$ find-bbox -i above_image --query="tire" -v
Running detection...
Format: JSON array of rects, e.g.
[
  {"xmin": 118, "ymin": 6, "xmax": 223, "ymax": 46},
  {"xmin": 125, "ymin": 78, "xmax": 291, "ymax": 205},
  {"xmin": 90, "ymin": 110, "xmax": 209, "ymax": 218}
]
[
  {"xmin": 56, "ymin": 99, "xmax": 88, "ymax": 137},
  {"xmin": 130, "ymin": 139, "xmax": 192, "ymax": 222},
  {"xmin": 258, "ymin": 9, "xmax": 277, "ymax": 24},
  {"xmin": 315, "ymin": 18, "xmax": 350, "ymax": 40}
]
= = = = =
▶ **To do**
Copy all of the data above, requests included, and add 109 to every bounding-box coordinate in the answers. Keep the numbers in the requests and their format samples unchanged.

▶ **Written solution**
$ find-bbox -i above_image --query="tire" -v
Running detection...
Format: JSON array of rects, e.g.
[
  {"xmin": 118, "ymin": 6, "xmax": 223, "ymax": 46},
  {"xmin": 125, "ymin": 78, "xmax": 291, "ymax": 205},
  {"xmin": 90, "ymin": 110, "xmax": 209, "ymax": 218}
]
[
  {"xmin": 165, "ymin": 208, "xmax": 197, "ymax": 246},
  {"xmin": 239, "ymin": 248, "xmax": 301, "ymax": 331},
  {"xmin": 367, "ymin": 118, "xmax": 386, "ymax": 133},
  {"xmin": 424, "ymin": 127, "xmax": 459, "ymax": 149}
]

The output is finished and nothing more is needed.